**Supplied text**
....

Book review: Shukla Sanyal, Revolutionary Pamphlets, Propaganda and Political Culture in Colonial Bengal. New Delh: Cambridge University Press, 2014


Aritra Chakraborti

We’re the best judges of the public interests. Therefore, just out of ordinary morality, we have to make sure that they don’t have an opportunity to act on the basis of their misjudgments. In what is nowadays called a totalitarian state, or a military state, it’s easy. You just hold a bludgeon over their heads, and if they get out of line you smash them over the head. But as society has become more free and democratic, you lose that capacity. Therefore, you have to turn to the techniques of propaganda. The logic is clear. Propaganda is to a democracy what the bludgeon is to totalitarian state. That’s wise and good because, again, the common interests elude the bewildered herd. They can’t figure them out.
-- Noam Chomsky, Media Control: the Spectacular Achievements of Propaganda (20-21)

In 1905, Lord Curzon, then Viceroy of India, tabled a proposal for dividing Bengal into two parts. While he maintained that this partition was necessary to ease administrative burden, it enraged the Bengali bhadraloks (middle and upper middle class gentlemen, educated bourgeois) who saw this as a body-blow to their political identity.[1]. The ensuing protest, known as the Bangabhanga Andolon [A protest to (stop) the partition of Bengal. Bangabhanga, literally, means “Partition of Bengal”] also provided the ground for the emergence of extremist politics in Bengal as well as other parts of India, superseding the dominance of moderate, diplomacy-based politics of the aging Congress leadership. The young political leaders advocated the employment of more violent measures against the ruling British, and their periodicals, newspapers and pamphlets became vehicles for these subversive ideas. The result was the outburst of an armed revolutionary movement (though the British officials referred to the revolutionaries as terrorists) which marked a decisive moment in India’s nationalist politics. For a brief period, the traditionally docile Bengali educated bhadraloks rattled the very foundations of the British Empire. In her new monograph, Revolutionary Pamphlets, Propaganda and Political Culture in Colonial Bengal, Shukla Sanyal provides a fairly comprehensive insight into this period of great political turmoil in Bengal. Sanyal uses hitherto unexplored material stored at the West Bengal State Archives, the Police Museum in Kolkata and, most importantly, the little known Smaraniya Bichar Sangrahashala (Museum of Memorable Cases), located on the premises of the Alipore Session’s Court in South-Western Kolkata. Sanyal’s book provides an extensive reading of the titular propaganda pamphlets as well as leaflets and other ephemeral print media written, printed and distributed by revolutionaries and revolutionary propagandists. She also delivers an insightful commentary on the political and social conditions which led to the emergence of this propaganda culture, its wider implications as well as how the British government responded to this new transformation of the largely obedient and cooperative Bengali middle class.

....

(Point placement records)

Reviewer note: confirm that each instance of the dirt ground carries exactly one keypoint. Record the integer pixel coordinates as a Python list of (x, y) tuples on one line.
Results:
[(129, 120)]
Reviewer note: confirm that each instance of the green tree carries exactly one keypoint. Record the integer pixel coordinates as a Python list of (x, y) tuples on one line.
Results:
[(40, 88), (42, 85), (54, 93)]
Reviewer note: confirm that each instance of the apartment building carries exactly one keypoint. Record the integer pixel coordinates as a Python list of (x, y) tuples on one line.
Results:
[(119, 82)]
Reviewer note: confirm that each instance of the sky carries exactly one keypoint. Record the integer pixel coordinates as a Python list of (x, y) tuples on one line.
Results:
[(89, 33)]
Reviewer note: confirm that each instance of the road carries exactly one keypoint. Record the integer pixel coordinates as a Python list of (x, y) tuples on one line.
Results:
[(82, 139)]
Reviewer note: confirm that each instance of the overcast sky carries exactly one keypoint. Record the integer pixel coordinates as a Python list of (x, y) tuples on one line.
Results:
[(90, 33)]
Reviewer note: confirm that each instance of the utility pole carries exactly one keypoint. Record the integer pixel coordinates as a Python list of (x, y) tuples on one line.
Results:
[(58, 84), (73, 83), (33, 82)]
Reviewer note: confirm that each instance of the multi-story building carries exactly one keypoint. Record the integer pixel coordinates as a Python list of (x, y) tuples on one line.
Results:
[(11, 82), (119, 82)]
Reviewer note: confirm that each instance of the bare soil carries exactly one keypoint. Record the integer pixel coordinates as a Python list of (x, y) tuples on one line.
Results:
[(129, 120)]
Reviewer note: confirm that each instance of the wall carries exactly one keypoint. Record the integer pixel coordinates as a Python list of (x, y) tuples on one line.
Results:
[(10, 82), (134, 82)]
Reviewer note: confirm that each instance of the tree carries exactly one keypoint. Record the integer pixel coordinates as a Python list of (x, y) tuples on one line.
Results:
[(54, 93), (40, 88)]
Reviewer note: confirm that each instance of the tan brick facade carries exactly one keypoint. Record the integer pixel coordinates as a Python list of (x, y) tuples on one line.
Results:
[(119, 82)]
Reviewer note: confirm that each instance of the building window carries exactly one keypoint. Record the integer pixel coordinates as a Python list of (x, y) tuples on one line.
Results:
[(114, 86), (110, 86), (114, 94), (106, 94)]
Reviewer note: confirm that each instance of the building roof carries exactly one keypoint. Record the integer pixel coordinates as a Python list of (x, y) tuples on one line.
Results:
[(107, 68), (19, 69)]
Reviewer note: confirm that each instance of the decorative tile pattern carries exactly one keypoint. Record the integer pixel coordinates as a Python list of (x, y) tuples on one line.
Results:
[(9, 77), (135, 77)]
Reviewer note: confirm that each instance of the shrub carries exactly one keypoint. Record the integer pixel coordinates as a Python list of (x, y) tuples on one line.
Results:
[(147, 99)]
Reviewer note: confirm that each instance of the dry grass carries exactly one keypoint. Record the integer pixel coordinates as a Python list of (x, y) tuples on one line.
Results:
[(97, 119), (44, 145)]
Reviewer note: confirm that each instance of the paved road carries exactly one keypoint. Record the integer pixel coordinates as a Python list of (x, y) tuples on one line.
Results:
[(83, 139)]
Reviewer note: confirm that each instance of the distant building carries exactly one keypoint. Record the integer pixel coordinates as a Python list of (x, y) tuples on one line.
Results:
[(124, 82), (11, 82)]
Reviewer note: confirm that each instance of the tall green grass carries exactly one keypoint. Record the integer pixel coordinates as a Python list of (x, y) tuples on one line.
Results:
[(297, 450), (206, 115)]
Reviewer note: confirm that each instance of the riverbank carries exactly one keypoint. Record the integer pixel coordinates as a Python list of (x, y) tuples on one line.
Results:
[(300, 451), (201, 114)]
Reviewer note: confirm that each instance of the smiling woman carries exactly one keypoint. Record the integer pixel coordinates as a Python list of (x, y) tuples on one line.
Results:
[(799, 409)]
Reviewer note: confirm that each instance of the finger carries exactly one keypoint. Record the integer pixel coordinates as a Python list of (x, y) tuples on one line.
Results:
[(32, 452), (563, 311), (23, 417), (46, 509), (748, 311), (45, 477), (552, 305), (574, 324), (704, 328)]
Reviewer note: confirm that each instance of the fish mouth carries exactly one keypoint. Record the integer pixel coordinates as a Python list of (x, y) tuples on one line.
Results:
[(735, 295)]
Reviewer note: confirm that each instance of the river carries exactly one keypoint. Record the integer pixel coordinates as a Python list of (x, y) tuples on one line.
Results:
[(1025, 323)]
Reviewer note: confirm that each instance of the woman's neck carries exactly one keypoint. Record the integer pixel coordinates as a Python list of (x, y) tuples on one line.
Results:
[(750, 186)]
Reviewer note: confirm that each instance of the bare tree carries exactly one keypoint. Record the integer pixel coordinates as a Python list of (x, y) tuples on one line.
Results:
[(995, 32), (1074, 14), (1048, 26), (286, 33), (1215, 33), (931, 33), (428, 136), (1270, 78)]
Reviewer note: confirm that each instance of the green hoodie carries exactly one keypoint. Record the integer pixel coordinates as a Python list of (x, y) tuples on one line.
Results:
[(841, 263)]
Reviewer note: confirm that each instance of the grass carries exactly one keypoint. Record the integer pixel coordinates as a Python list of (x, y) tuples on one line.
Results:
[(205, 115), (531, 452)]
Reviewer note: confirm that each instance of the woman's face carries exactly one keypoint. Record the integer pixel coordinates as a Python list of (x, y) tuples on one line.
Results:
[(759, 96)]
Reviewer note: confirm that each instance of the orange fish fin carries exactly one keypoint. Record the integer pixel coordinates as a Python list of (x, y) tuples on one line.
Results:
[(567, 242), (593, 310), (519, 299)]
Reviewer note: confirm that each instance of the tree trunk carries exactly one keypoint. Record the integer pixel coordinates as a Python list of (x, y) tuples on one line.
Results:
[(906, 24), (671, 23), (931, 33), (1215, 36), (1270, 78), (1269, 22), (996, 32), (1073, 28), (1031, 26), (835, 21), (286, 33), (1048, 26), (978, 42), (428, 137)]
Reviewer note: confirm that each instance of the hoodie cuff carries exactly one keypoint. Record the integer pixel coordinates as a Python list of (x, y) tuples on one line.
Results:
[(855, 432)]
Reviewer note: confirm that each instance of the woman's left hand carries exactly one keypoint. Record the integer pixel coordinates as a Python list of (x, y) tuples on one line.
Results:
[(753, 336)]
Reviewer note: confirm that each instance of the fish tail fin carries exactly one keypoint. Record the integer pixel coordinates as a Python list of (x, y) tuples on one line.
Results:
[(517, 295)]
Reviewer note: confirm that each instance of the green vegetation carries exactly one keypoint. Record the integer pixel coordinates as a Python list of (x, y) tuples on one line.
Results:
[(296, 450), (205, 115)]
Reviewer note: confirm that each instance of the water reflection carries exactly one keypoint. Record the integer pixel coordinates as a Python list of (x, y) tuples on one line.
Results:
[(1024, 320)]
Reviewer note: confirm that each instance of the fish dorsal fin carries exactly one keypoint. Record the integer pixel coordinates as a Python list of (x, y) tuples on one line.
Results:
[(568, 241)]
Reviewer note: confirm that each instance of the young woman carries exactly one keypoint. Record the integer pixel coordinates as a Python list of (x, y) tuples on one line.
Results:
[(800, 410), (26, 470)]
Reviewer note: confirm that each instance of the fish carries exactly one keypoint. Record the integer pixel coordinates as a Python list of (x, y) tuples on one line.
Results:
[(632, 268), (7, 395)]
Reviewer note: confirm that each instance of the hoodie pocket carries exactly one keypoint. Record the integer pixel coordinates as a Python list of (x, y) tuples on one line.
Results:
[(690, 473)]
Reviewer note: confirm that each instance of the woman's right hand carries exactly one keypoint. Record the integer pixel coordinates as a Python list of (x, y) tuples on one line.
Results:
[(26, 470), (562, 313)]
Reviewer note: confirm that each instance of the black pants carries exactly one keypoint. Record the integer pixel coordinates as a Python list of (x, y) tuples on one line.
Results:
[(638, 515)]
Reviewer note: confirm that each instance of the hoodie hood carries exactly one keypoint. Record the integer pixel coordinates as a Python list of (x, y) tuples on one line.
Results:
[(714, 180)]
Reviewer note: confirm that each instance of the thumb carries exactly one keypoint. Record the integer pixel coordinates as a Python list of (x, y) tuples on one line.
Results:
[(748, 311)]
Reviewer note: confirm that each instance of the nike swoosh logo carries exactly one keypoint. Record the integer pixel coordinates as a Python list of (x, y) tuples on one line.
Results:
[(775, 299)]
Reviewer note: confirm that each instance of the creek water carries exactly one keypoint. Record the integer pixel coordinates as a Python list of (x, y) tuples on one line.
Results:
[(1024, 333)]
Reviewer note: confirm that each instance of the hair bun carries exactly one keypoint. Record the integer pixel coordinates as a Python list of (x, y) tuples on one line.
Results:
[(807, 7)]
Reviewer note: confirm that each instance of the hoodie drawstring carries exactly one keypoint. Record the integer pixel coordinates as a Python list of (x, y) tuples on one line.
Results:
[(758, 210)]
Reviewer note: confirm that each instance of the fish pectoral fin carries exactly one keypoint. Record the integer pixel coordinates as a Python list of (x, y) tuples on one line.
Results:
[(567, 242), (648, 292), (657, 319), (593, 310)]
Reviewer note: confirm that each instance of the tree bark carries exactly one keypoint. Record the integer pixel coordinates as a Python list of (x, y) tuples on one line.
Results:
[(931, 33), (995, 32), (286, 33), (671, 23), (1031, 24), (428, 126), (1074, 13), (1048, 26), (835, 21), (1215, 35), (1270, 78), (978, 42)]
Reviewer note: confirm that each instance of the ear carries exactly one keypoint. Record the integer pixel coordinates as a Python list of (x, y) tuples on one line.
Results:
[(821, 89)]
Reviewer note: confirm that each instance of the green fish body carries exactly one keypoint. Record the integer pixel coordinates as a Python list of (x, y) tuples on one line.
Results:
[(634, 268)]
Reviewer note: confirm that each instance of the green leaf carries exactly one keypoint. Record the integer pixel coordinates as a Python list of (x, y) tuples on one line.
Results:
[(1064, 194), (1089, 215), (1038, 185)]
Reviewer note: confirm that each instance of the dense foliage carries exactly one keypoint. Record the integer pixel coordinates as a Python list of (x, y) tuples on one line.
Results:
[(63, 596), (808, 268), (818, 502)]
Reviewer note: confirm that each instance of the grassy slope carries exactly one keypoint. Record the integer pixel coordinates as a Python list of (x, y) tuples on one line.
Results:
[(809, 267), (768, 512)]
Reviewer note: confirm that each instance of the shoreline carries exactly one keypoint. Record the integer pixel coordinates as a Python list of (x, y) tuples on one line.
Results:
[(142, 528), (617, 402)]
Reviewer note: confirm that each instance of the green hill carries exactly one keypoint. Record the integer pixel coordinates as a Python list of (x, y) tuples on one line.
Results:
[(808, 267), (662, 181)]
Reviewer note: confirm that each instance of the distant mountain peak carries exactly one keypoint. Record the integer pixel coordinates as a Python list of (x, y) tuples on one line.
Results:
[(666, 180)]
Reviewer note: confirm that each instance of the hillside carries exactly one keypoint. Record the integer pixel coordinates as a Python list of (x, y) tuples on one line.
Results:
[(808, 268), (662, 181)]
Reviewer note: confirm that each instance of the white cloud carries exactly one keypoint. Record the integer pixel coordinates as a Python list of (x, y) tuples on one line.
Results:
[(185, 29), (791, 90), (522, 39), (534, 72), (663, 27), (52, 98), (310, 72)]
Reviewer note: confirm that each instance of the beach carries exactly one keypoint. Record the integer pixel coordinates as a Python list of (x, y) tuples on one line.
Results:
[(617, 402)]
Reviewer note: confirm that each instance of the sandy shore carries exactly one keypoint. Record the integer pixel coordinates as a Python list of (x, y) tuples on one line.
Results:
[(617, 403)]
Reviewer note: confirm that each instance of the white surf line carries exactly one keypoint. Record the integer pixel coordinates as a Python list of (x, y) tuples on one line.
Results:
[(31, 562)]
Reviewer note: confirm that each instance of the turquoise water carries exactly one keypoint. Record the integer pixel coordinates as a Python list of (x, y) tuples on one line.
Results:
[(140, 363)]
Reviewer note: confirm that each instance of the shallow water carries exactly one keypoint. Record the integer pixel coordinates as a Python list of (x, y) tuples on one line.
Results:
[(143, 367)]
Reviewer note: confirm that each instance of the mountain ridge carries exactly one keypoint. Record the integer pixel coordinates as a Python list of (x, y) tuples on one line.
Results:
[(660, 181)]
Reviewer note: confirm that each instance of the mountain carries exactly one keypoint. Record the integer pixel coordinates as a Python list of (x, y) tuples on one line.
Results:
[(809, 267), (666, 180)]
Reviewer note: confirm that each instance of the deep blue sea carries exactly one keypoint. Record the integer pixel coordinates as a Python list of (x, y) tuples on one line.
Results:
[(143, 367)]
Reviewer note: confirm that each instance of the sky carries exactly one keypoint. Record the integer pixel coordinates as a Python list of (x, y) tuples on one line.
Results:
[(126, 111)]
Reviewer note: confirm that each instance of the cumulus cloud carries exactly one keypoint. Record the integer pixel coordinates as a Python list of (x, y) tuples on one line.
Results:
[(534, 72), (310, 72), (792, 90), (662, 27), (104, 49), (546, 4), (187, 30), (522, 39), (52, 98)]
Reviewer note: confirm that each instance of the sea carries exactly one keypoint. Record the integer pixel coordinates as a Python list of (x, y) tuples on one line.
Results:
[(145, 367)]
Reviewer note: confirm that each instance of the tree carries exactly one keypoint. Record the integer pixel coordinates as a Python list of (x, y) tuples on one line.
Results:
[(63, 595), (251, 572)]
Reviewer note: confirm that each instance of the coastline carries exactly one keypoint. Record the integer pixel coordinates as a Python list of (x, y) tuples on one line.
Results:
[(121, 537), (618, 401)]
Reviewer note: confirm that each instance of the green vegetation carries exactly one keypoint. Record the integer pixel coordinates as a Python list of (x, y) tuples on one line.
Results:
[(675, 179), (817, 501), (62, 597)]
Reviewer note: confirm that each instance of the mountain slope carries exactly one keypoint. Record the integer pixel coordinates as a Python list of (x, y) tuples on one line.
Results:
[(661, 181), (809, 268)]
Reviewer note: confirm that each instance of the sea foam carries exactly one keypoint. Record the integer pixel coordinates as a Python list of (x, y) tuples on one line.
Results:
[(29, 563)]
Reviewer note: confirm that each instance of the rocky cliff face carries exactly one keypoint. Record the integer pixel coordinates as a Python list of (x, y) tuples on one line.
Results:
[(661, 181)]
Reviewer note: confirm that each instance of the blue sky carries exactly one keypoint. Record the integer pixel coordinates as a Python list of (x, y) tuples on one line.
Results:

....

**Directives**
[1] Repeat the passage of the book review between "We’re the best" and "of Propaganda (20-21)", inclusive.
[2] Reproduce the lines of the point placement records between the line holding "Reviewer note: confirm that each instance of the green fish" and the line holding "[(634, 268)]", inclusive.

**Solutions by task**
[1]
We’re the best judges of the public interests. Therefore, just out of ordinary morality, we have to make sure that they don’t have an opportunity to act on the basis of their misjudgments. In what is nowadays called a totalitarian state, or a military state, it’s easy. You just hold a bludgeon over their heads, and if they get out of line you smash them over the head. But as society has become more free and democratic, you lose that capacity. Therefore, you have to turn to the techniques of propaganda. The logic is clear. Propaganda is to a democracy what the bludgeon is to totalitarian state. That’s wise and good because, again, the common interests elude the bewildered herd. They can’t figure them out.
-- Noam Chomsky, Media Control: the Spectacular Achievements of Propaganda (20-21)

[2]
Reviewer note: confirm that each instance of the green fish body carries exactly one keypoint. Record the integer pixel coordinates as a Python list of (x, y) tuples on one line.
Results:
[(634, 268)]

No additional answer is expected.